### TEXTAUSSCHNITT
=====

Ihr Plan, Stimmrechte im Lissaboner Vertrag zu ändern, stößt auf breiten Widerstand. Steinmeier wirft Merkel einen “Kuhhandel“ vor.

Berlin/Hamburg. Trotz heftiger Kritik aus der Europäischen Union hält Bundeskanzlerin Angela Merkel (CDU) an Plänen zur Reform der Währungsunion und einer damit verbundenen Änderung der EU-Verträge fest. Anders sei die Europäische Union nicht krisenfest zu machen, sagte Merkel am Mittwoch vor dem Bundestag in einer Regierungserklärung zum bevorstehenden EU-Gipfel.

=====

### BEREITGESTELLTES MATERIAL
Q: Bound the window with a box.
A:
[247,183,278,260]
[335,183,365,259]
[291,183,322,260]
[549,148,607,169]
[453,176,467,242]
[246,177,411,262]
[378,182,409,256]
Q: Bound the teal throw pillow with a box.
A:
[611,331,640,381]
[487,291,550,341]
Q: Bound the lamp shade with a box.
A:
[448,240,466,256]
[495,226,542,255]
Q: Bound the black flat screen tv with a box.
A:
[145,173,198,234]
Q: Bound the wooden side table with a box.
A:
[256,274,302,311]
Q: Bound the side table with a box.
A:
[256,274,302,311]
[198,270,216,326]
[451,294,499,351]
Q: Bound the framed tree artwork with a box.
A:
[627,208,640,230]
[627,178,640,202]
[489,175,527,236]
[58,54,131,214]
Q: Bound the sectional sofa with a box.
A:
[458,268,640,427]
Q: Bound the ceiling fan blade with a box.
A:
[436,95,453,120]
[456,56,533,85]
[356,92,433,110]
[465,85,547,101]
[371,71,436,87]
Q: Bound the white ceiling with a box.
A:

=====

### ARBEITSAUFTRÄGE
A. Prüfen Sie, ob die Aussagen (i), (ii) und (iii) mit dem Textausschnitt über Merkels EU-Reformpläne übereinstimmen. (i) Merkel äußerte sich am Mittwoch in einer Regierungserklärung vor dem Bundestag. (ii) Wegen der Kritik aus der EU hat Merkel ihre Reformpläne aufgegeben. (iii) Steinmeier wirft Merkel einen Kuhhandel vor. Antworten Sie jeweils mit Ja oder Nein und zitieren Sie die entscheidenden Worte des Textes.
B. Führen Sie den Textausschnitt über Merkels EU-Reformpläne im Anschluss an seinen letzten Satz fort.

### ANTWORTEN IN REIHENFOLGE
A.
(i) Ja: „sagte Merkel am Mittwoch vor dem Bundestag in einer Regierungserklärung“
(ii) Nein: „Trotz heftiger Kritik aus der Europäischen Union hält Bundeskanzlerin Angela Merkel (CDU) an Plänen zur Reform der Währungsunion und einer damit verbundenen Änderung der EU-Verträge fest“
(iii) Ja: „Steinmeier wirft Merkel einen “Kuhhandel“ vor.“

B.
"Wir müssen heute Vorsorge zur Bewältigung künftiger Krisensituationen treffen", begründete die Kanzlerin die umstrittenen Pläne. Daher sei nach Auslaufen des bis 2013 geltenden milliardenschweren Rettungsfonds für Griechenland und andere Euro-Länder ein "rechtlich unangreifbarer" Krisenmechanismus für verschuldete Mitgliedsländer nötig. Merkel erneuerte die Forderung nach einem Stimmrechtsentzug für hartnäckige Defizitsünder . "Gelingen wird das nur mit einer Änderung der europäischen Verträge."

Die Kanzlerin hatte sich mit Frankreichs Präsident Nicolas Sarkozy auf diese beiden Forderungen geeinigt und war damit auf heftige Kritik gestoßen. Denn der geltende Lissabon-Vertrag konnte erst nach langem Tauziehen und gescheiterten Volksabstimmungen vor elf Monaten in Kraft treten.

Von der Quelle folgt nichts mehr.